** Arbeitsauftrag **
Schreiben Sie aus der Filmkritik unten den Abschnitt wortgetreu ab, der mit „Die frischen Gesichter“ beginnt und mit „zu den Glockenhosen.“ schließt.

Zusammen mit Bob Gaudio (Erich Bergen), Nick Massi (Michael Lomenda) und Tommy DeVito (Vincent Piazza) nahm Fankie Valli (John Lloyd Young) 1956 zunächst unter dem Namen "Four Lovers" eine Single auf, doch der Durchbruch gelang der Band erst Anfang der 60er-Jahre, als sie ihren Namen änderte und Nummer-1-Hits wie "Sherry","Big Girls Don't Cry" oder "Walk Like A Man" veröffentlichte.

Die Geschichte der vier Musiker aus New Jersey ist aber nicht nur geprägt von vielen Chart-Hits, erinnerungswürdigen TV-Auftritten und Kollaborationen mit genialen Musikern wie Fats Domino, sondern hat auch eine dunkle Seite. Sehr früh begibt sich die Band -oder zumindest einige ihrer Mitglieder -auch in die Abhängigkeit von zwielichtigen Gangstern (manche sagen: Geschäftsleuten) wie Gyp DeCarlo (Christopher Walken, wunderbar!). Sie sind nicht nur ihre Protektoren, sondern zugleich auch ein brennender Stachel in der Haut. Die Mafia macht Geschäfte, da bleiben menschliche Interessen meist hintangestellt. Es kommt wegen interner Streitigkeiten und Schulden schließlich zur Trennung der Band, auch, weil Lead-Sänger Valli bald an eine Solo-Karriere denkt.

Viel Musik, genügend Nostalgie

Clint Eastwood hat mit "Jersey Boys" nun die Geschichte der Band verfilmt, die es als gleichnamiges Broadway-Musical bereits zu großen Erfolgen gebracht hat. Abgesehen von einer kleinen Selbstreferenz (in einer Szene läuft im TV ein Film mit Eastwood in der Hauptrolle) hat Eastwood für sich Neuland betreten: Eine Musical-Verfilmung hat es unter seiner Regie bisher nicht gegeben, wobei er sich dem Genre betont stilbewusst nähert: Seine Darsteller sind allesamt ausgebildete Broadway-Künstler, die ihre Musik tatsächlich selbst eingesungen haben. So vermied Eastwood, in die Falle vieler Musicals zu tappen, bei denen ein Hollywood-Star vorne am Mikro steht und nur so tut, als ob er singen könnte.

Die frischen Gesichter sorgen zudem für wenig Ablenkung von der Story; man kann sich auf die Band und ihre Songs richtig einlassen. Es sind die vielen musikalischen Einlagen, die Auftritte in Clubs, Bars, Hallen und im TV, die "Jersey Boys" auszeichnen: Mit viel Liebe zum Detail inszeniert Eastwood die Pop-Branche der 60er-Jahre -vom Haarschnitt bis zu den Glockenhosen.

Dieser musikalische Bonus peppt den Film ordentlich auf, denn letztlich ist seine Geschichte die originellste nicht: Eine Band, ihr Aufstieg und ihr obligatorischer Fall -all das hat man schon häufig im Kino gesehen. Die privaten Befindlichkeiten der Bandmitglieder, allen voran die von Sänger Frankie Valli, streift Eastwood nur an der Oberfläche. Zu sehr zeigt er sich begeistert vom musikalischen Part seiner Verfilmung, die dadurch mit 134 Minuten auch relativ üppig ausgefallen ist. Da und dort hätte Eastwood die Schere ansetzen können, um seine Geschichte noch straffer voranzutreiben.

** Ausgelesene Einträge **
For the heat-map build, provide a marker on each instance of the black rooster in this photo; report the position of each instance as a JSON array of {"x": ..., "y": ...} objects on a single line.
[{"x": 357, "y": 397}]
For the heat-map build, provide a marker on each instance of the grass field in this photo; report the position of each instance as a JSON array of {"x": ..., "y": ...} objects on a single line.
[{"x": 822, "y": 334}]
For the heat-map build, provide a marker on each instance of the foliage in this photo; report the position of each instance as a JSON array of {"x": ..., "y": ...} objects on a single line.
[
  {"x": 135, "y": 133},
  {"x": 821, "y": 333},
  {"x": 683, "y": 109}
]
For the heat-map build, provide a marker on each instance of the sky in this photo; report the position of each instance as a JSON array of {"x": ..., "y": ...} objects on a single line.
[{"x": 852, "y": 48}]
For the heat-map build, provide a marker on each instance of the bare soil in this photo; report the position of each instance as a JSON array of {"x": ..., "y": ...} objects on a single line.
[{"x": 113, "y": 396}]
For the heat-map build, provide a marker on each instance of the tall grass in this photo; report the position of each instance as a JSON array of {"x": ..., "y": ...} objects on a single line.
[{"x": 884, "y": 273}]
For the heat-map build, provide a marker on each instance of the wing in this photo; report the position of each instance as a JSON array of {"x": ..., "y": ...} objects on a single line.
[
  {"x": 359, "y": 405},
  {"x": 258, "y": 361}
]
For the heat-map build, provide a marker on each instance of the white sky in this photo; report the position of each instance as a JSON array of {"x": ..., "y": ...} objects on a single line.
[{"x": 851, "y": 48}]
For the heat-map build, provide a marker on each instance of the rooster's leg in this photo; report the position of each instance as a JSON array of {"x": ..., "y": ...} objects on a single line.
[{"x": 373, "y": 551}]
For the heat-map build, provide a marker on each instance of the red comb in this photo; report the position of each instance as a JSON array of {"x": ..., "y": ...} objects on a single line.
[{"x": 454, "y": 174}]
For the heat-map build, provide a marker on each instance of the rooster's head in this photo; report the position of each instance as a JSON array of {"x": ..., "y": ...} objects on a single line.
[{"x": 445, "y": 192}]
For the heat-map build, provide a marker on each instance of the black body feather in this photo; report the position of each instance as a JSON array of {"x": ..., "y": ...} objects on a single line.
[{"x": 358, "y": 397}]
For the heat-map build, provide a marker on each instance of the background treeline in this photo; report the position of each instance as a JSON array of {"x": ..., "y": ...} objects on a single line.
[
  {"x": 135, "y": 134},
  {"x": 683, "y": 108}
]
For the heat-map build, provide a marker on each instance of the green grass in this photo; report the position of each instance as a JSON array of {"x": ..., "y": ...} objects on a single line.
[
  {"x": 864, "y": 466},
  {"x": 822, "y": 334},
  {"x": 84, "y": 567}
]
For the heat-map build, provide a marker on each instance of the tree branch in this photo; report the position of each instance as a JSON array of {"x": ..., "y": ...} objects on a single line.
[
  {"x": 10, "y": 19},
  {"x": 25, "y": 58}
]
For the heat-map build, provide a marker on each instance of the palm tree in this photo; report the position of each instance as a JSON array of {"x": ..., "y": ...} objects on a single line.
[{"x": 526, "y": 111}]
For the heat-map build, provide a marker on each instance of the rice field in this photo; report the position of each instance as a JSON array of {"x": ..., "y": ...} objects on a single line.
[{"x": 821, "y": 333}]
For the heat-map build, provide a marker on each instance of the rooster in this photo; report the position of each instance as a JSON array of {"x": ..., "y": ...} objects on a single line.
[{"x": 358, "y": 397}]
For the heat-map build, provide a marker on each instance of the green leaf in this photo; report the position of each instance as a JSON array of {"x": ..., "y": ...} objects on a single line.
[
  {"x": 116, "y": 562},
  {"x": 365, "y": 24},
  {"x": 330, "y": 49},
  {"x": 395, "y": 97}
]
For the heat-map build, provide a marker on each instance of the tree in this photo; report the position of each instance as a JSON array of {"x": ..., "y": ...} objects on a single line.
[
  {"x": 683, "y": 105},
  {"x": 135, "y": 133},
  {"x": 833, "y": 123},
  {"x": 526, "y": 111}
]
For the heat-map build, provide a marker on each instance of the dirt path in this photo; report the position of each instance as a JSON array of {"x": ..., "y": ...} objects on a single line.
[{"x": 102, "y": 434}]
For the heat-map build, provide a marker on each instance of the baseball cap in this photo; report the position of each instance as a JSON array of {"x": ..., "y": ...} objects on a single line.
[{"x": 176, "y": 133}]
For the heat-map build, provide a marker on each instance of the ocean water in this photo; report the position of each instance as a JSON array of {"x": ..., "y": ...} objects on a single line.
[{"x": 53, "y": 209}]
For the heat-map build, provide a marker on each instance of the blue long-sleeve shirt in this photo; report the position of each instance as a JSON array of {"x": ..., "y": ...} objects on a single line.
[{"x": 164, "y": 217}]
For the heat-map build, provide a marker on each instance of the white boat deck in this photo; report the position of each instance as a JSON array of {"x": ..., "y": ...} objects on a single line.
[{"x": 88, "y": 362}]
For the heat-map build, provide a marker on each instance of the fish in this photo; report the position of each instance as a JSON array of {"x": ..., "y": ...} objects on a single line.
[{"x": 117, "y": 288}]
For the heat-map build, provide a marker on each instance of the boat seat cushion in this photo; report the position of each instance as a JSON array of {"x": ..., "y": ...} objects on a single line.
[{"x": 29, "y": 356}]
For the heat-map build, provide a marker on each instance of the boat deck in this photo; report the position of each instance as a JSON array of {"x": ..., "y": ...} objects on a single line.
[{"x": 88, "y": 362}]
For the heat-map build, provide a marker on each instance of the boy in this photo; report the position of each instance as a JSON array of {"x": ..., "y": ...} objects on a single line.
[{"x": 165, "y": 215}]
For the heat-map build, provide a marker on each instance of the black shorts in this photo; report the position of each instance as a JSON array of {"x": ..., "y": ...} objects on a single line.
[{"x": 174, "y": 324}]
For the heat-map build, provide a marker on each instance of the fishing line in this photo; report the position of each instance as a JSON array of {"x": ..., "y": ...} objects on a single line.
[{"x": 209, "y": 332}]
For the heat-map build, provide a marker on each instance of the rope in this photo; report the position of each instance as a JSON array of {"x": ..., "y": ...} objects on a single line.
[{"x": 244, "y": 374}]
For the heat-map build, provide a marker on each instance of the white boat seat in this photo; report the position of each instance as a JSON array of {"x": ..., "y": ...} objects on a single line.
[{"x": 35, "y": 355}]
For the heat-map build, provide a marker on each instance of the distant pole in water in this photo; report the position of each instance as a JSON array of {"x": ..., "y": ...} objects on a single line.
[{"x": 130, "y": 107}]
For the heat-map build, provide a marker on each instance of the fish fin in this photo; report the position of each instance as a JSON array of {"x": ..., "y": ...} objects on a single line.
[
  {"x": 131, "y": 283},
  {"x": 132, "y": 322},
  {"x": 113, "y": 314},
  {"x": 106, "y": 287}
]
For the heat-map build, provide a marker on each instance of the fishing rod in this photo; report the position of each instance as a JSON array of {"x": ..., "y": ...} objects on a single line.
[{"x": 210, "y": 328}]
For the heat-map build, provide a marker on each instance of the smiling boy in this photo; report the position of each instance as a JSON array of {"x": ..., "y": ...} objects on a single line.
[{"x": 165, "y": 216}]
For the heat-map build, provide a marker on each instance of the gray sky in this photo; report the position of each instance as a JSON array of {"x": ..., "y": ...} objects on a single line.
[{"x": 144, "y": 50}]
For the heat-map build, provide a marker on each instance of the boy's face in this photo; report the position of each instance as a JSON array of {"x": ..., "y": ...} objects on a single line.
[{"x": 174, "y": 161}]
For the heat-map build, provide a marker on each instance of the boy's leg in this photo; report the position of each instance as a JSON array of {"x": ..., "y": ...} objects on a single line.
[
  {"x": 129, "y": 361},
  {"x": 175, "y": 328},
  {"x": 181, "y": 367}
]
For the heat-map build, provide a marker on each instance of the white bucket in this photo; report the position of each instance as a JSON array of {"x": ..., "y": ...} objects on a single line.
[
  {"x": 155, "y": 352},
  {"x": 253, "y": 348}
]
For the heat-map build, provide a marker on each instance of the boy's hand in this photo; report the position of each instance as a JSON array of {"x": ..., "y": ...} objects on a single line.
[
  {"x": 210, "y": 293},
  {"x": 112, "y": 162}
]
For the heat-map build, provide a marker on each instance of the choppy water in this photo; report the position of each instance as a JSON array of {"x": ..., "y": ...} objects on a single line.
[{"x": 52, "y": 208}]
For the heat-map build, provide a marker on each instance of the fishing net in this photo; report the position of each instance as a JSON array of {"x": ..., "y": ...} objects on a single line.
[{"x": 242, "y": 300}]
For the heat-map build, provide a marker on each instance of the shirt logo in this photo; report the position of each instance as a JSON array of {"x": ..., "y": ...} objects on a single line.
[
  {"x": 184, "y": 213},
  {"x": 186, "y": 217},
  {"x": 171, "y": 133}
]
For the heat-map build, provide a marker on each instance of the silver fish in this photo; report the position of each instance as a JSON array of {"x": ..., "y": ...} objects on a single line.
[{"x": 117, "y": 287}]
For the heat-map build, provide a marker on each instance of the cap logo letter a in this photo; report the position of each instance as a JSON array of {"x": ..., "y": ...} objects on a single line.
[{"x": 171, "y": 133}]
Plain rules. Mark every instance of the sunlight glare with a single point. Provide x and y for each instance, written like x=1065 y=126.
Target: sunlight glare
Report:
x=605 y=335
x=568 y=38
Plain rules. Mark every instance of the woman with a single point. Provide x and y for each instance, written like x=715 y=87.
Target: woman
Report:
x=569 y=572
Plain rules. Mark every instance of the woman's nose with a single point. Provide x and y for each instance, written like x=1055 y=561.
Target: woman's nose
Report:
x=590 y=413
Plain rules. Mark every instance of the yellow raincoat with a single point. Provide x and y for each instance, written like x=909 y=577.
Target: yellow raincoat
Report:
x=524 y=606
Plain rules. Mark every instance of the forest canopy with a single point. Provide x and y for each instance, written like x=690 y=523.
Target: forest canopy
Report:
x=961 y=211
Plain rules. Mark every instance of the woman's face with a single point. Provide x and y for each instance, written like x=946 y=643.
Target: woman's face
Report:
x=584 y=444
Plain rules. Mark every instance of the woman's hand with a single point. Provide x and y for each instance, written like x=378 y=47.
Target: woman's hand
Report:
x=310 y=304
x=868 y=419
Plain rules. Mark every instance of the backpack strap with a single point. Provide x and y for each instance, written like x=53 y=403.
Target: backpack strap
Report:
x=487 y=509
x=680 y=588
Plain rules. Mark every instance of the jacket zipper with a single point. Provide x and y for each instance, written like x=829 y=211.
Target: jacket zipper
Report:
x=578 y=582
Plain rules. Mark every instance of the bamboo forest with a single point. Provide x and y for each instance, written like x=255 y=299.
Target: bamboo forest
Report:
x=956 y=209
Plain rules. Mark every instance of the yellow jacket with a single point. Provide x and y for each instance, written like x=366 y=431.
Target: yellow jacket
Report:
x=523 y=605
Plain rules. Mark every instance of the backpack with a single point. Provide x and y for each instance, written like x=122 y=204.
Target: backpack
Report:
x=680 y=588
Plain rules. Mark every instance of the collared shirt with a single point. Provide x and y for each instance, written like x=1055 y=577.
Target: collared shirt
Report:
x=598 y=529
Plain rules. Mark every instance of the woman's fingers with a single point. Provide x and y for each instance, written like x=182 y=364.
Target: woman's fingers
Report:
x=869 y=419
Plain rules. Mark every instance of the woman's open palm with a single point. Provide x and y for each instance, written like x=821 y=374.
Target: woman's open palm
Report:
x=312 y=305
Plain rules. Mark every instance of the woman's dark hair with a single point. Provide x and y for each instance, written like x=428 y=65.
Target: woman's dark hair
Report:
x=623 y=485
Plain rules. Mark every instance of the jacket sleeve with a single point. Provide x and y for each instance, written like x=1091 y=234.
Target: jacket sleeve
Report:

** Ergebnis **
Die frischen Gesichter sorgen zudem für wenig Ablenkung von der Story; man kann sich auf die Band und ihre Songs richtig einlassen. Es sind die vielen musikalischen Einlagen, die Auftritte in Clubs, Bars, Hallen und im TV, die "Jersey Boys" auszeichnen: Mit viel Liebe zum Detail inszeniert Eastwood die Pop-Branche der 60er-Jahre -vom Haarschnitt bis zu den Glockenhosen.